◆ **INSTRUCTIONS FOR THE TASK**: Write out every entry word for word.

◆ **AVAILABLE RECORDS**:
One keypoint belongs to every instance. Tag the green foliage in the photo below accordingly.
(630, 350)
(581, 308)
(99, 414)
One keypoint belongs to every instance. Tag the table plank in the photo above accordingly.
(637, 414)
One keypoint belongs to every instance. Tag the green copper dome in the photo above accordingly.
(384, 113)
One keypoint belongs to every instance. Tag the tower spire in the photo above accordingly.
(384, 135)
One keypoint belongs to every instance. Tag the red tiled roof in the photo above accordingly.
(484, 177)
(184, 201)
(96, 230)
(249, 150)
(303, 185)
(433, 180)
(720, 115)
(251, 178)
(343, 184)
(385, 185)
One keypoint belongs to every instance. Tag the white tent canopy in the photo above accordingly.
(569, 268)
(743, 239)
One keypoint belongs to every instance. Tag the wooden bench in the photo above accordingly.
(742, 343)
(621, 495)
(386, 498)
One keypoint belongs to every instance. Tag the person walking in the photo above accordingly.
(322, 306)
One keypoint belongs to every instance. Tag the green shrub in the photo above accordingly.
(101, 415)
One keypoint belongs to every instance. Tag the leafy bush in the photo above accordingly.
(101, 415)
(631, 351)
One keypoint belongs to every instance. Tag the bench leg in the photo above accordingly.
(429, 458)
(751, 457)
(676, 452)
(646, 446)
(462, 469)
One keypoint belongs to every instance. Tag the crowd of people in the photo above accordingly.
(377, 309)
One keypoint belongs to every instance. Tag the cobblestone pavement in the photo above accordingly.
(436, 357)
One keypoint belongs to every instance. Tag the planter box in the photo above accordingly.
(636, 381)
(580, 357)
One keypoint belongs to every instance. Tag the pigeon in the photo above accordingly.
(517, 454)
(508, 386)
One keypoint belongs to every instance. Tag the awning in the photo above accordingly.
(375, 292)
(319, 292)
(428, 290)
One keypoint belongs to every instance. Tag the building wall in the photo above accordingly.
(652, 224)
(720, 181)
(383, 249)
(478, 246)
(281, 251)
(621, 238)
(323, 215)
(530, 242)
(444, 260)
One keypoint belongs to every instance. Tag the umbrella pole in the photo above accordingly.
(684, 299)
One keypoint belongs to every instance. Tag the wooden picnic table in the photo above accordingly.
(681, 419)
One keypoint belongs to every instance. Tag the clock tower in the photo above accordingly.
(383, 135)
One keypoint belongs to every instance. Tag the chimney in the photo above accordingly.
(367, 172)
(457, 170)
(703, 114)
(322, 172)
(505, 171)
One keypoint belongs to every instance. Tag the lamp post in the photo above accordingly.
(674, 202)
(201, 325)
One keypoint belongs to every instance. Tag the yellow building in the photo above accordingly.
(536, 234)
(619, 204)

◆ **TASK ANSWER**:
One keypoint belongs to every instance. Tag the green foliage in the photo below accordingly.
(630, 350)
(581, 308)
(99, 414)
One keypoint belongs to every instance. Tag the table plank in the photo above accordingly.
(637, 414)
One keypoint belongs to every instance. Tag the green copper dome in the photo above accordingly.
(384, 113)
One keypoint belongs to every instance. Tag the tower spire in the photo above accordingly.
(384, 135)
One keypoint belongs to every instance. Tag the red tiled roof in the photo above accordingly.
(484, 177)
(184, 201)
(96, 230)
(249, 150)
(303, 185)
(433, 180)
(720, 115)
(251, 178)
(343, 184)
(385, 185)
One keypoint belongs to every instance. Tag the white tent canopy in the photo above accordingly.
(569, 268)
(743, 239)
One keypoint belongs to every instance. Tag the wooden bench in the photo above accordingly.
(742, 343)
(621, 495)
(386, 498)
One keypoint belongs to every instance. Tag the person walking in the photo above accordingly.
(322, 306)
One keypoint belongs to every instance. Tag the green shrub in the photo above accordingly.
(101, 415)
One keypoint belongs to every instance. Tag the leafy bush in the photo above accordingly.
(101, 415)
(631, 351)
One keypoint belongs to every instance. Tag the bench leg in the photo above accordingly.
(429, 458)
(751, 457)
(676, 452)
(646, 446)
(462, 469)
One keypoint belongs to every instance. Tag the crowd of people in the photo above accordingly.
(377, 309)
One keypoint belongs to every instance. Tag the cobblestone pavement in the photo above accordingly.
(436, 357)
One keypoint belongs to every instance. Tag the planter box in the photo above accordingly.
(636, 381)
(580, 357)
One keypoint belongs to every instance. Tag the pigeon in the photo above accordingly.
(517, 454)
(508, 386)
One keypoint belongs to every instance. Tag the awning in the photo above accordingly.
(375, 292)
(319, 292)
(428, 290)
One keypoint belongs to every instance. Tag the building wall in the photo above accordingly.
(652, 224)
(720, 181)
(383, 249)
(478, 246)
(281, 251)
(621, 238)
(323, 215)
(530, 242)
(444, 260)
One keypoint belongs to every instance. Tag the umbrella pole in the photo above accordingly.
(684, 299)
One keypoint belongs to every instance. Tag the wooden picnic table in the photo above accordingly.
(681, 419)
One keypoint belongs to every instance. Tag the clock tower in the photo above accordingly.
(383, 135)
One keypoint belongs to every instance. Tag the chimney in the photo above accordingly.
(367, 172)
(457, 170)
(703, 114)
(322, 172)
(505, 171)
One keypoint belongs to every instance. Tag the lamp post in the photo above accordingly.
(674, 202)
(201, 325)
One keypoint belongs to every instance. Tag the yellow building in the photo above accordingly.
(536, 234)
(619, 204)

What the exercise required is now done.